▶ _Passage to read_:
--- Start ---

Comparativists don’t just focus on the politics of sovereign states. We look at all manifestations and levels of political life, including local and municipal systems of governance, regional transnational governance like the European Union, and informal, non-state systems of governance and social organization. These all form part of the rich and complex set of practices, institutions, and social contracts that the seven billion of us living on this planet draw on to manage our endless disputes over resources and power and, hopefully, keep our societies from falling into armed conflict and chaos. Comparativists are also pretty good at uncovering the interests at play in perpetuating armed conflict and chaos where it does occur.
The comparative method is also a critically important instrument for learning and sharing lessons about best practices and innovations in public policy and politics. Central governments, regional governments, municipalities, and civil society groups all face similar sets of problems, and can and do learn from one another’s successes and failures.
I say all this because the Somali-inhabited eastern Horn is the site of many different Somali experiences with governance – thousands of them. Some, like Djibouti and the Federal Government of Somalia, are at the sovereign state level; others, like Somali Regional State, Puntland, and Garissa County, are at the regional level; and many, many more are at the city, town, and village level, or are part of the rich collection of informal systems of governance that prevail in much of the region. Across the eastern Horn of Africa, over fifteen million Somalis, in very different, sometimes overlapping political settings, are trying to work out solutions to vexing political problems.

--- End ---

▶ _Direction 1_: Summarize the passage on comparative politics in two sentences.
▶ _Direction 2_: Please duplicate the passage on comparative politics from "I say all this" up to and including "vexing political problems.".
The data that come next have no connection to the passage on comparative politics.

▶ _Entries shown_:
--- Start ---

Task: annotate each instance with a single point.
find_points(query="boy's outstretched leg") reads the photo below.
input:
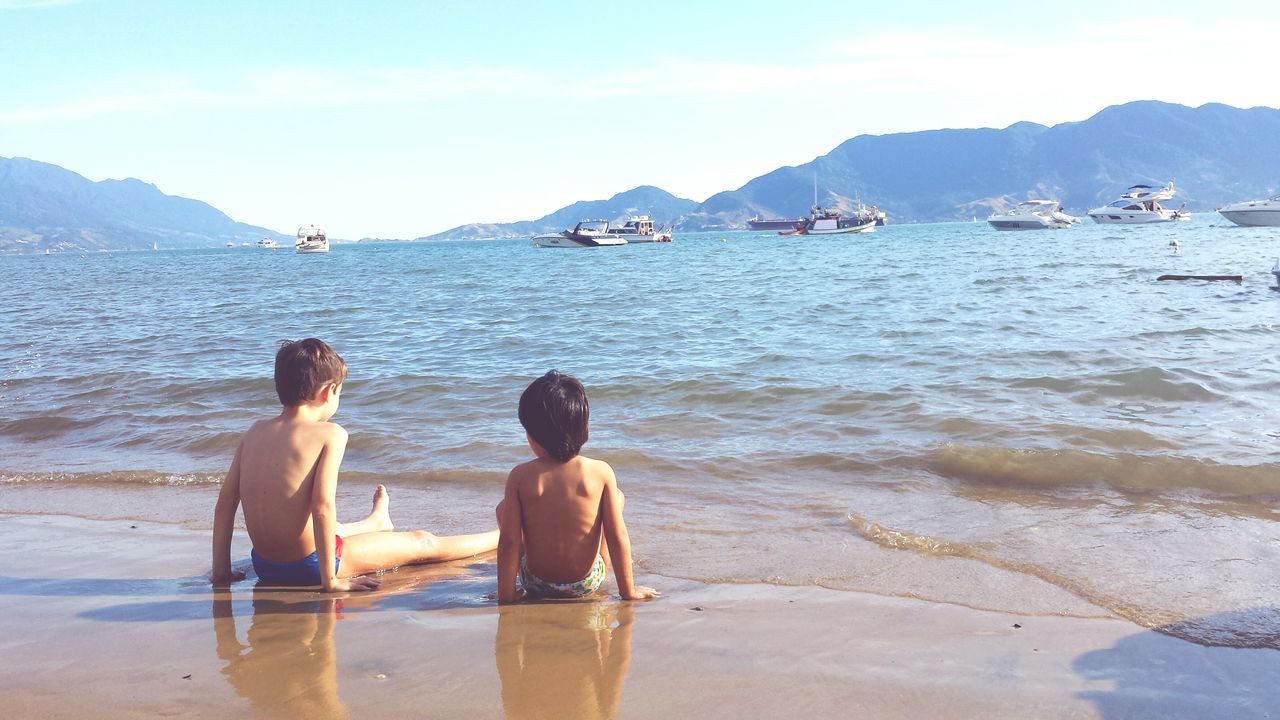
(379, 519)
(374, 551)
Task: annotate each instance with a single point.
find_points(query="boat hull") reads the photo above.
(772, 224)
(1253, 217)
(864, 227)
(1132, 217)
(563, 241)
(1023, 224)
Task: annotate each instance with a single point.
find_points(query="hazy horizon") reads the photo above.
(405, 119)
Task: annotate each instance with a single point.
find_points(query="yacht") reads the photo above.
(1253, 213)
(639, 228)
(1033, 215)
(586, 233)
(1138, 205)
(311, 240)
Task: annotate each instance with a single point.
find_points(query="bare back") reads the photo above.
(561, 519)
(278, 465)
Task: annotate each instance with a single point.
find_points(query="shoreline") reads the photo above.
(113, 607)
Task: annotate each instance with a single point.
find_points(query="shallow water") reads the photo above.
(901, 413)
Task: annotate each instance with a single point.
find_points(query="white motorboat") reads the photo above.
(1033, 215)
(1253, 213)
(639, 228)
(311, 240)
(1139, 205)
(586, 233)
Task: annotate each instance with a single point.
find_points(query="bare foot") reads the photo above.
(382, 514)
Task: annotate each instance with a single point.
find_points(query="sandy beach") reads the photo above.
(109, 619)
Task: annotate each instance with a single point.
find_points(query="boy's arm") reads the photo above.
(224, 522)
(510, 541)
(618, 541)
(324, 514)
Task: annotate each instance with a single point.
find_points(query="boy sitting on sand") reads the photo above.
(286, 474)
(560, 506)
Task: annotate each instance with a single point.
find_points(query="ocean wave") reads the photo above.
(1129, 473)
(112, 478)
(1255, 628)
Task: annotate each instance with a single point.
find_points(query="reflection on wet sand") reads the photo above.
(563, 659)
(288, 665)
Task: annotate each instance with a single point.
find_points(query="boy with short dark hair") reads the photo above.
(561, 507)
(286, 475)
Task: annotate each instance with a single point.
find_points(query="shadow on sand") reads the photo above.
(563, 659)
(1226, 666)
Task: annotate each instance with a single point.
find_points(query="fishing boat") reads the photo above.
(1141, 205)
(586, 233)
(311, 240)
(757, 223)
(828, 220)
(832, 222)
(639, 228)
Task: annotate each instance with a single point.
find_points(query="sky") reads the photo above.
(400, 119)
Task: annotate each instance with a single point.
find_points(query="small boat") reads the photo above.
(1033, 215)
(1141, 205)
(832, 222)
(311, 240)
(757, 223)
(586, 233)
(1253, 213)
(639, 228)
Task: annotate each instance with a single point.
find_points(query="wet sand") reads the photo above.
(112, 619)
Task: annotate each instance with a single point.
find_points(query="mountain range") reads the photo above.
(1216, 154)
(45, 206)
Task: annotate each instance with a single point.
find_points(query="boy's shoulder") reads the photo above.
(595, 466)
(324, 431)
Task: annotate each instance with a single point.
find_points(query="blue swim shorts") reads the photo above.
(305, 572)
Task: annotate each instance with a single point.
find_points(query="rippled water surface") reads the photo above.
(1018, 420)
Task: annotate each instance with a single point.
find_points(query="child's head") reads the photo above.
(304, 368)
(554, 413)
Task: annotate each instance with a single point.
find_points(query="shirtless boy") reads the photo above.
(560, 506)
(286, 475)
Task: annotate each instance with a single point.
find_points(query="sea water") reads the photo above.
(1013, 420)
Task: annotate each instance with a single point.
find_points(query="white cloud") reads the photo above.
(33, 4)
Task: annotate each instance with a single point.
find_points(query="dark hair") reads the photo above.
(305, 367)
(553, 410)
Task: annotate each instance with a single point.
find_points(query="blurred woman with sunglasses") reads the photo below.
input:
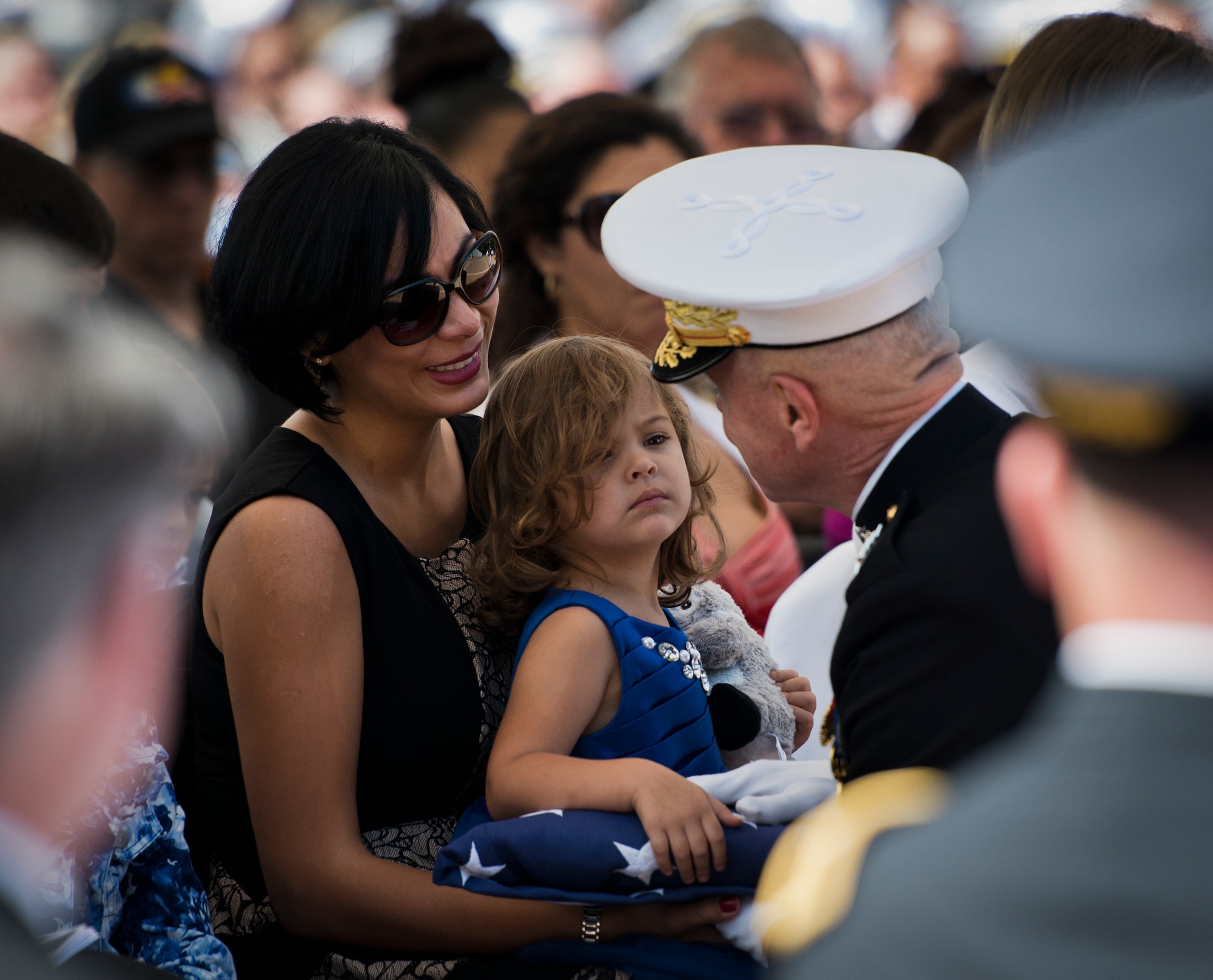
(562, 176)
(345, 699)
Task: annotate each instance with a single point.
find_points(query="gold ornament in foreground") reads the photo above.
(690, 327)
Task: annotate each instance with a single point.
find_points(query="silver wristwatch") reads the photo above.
(591, 924)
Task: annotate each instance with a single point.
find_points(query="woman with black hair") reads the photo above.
(345, 697)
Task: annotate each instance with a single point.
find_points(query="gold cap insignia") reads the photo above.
(810, 880)
(690, 327)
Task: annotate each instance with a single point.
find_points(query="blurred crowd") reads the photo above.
(128, 130)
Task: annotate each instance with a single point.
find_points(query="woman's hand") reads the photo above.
(684, 823)
(802, 700)
(694, 921)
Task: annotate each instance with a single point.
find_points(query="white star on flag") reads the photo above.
(641, 863)
(474, 869)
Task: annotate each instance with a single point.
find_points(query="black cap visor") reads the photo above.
(143, 138)
(690, 367)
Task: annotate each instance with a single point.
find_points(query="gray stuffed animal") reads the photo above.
(733, 653)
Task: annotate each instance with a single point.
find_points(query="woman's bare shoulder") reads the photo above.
(280, 529)
(280, 552)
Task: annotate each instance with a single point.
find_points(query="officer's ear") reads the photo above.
(798, 409)
(1033, 482)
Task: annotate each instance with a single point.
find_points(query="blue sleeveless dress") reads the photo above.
(663, 714)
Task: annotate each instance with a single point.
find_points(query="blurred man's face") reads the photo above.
(734, 102)
(162, 203)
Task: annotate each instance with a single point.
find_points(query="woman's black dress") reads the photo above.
(434, 693)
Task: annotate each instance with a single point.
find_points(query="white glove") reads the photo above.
(770, 791)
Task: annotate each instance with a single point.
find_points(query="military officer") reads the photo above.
(1083, 850)
(807, 282)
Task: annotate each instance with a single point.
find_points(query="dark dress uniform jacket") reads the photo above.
(943, 648)
(1081, 851)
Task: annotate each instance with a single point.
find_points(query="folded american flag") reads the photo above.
(586, 857)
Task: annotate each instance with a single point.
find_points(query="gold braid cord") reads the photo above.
(691, 327)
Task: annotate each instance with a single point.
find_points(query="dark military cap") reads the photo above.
(141, 101)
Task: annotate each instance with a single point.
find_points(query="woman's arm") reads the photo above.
(559, 693)
(281, 602)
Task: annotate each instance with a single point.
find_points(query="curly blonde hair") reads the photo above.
(549, 417)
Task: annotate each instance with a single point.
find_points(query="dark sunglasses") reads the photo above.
(417, 312)
(590, 218)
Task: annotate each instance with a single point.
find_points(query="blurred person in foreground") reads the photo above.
(825, 327)
(452, 76)
(1078, 65)
(745, 84)
(95, 431)
(1083, 848)
(42, 196)
(29, 89)
(568, 168)
(146, 138)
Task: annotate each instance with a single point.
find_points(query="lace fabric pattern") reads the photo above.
(414, 845)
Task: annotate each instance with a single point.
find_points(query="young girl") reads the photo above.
(589, 483)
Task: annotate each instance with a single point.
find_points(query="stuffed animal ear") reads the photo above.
(736, 717)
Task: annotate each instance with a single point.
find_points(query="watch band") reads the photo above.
(591, 924)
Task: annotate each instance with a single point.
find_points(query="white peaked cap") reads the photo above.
(783, 246)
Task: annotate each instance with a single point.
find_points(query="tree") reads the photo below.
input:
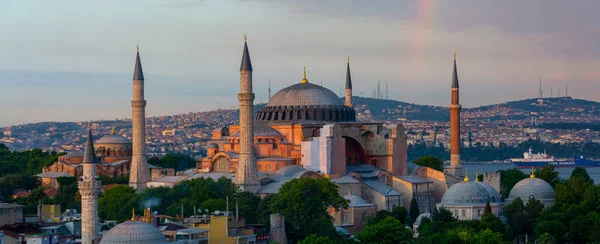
(305, 202)
(443, 215)
(488, 208)
(430, 161)
(414, 209)
(378, 217)
(493, 223)
(517, 218)
(488, 237)
(390, 230)
(555, 228)
(117, 203)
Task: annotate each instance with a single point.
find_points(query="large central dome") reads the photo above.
(304, 94)
(305, 102)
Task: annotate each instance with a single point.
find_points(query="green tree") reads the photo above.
(117, 203)
(443, 215)
(517, 218)
(493, 223)
(304, 203)
(488, 237)
(378, 217)
(430, 161)
(555, 228)
(488, 208)
(390, 230)
(414, 209)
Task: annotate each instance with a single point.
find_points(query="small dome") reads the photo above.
(468, 193)
(420, 218)
(134, 232)
(304, 94)
(532, 188)
(113, 139)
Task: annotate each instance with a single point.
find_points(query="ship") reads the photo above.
(538, 160)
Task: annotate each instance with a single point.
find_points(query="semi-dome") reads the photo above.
(532, 188)
(304, 94)
(465, 194)
(134, 232)
(494, 195)
(113, 139)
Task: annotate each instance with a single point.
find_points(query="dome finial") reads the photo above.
(304, 80)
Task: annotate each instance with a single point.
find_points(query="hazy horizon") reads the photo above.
(74, 60)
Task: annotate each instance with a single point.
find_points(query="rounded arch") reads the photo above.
(355, 153)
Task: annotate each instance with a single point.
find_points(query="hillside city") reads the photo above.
(508, 124)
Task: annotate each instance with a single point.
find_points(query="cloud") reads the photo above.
(182, 3)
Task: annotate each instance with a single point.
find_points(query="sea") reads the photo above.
(564, 173)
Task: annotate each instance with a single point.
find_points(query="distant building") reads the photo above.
(10, 214)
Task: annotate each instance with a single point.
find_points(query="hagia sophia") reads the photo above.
(305, 130)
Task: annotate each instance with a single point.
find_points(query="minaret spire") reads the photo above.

--- End ---

▶ _Result 1_: Comparativists study political life at every level, from sovereign states and regional bodies like the European Union to local governments and informal, non-state systems, and the comparative method lets governments and civil society groups learn from one another's successes and failures. The Somali-inhabited eastern Horn of Africa holds thousands of such governance experiences, at the state, regional, city, town, village, and informal levels, where over fifteen million Somalis are trying to work out solutions to vexing political problems.

▶ _Result 2_:
I say all this because the Somali-inhabited eastern Horn is the site of many different Somali experiences with governance – thousands of them. Some, like Djibouti and the Federal Government of Somalia, are at the sovereign state level; others, like Somali Regional State, Puntland, and Garissa County, are at the regional level; and many, many more are at the city, town, and village level, or are part of the rich collection of informal systems of governance that prevail in much of the region. Across the eastern Horn of Africa, over fifteen million Somalis, in very different, sometimes overlapping political settings, are trying to work out solutions to vexing political problems.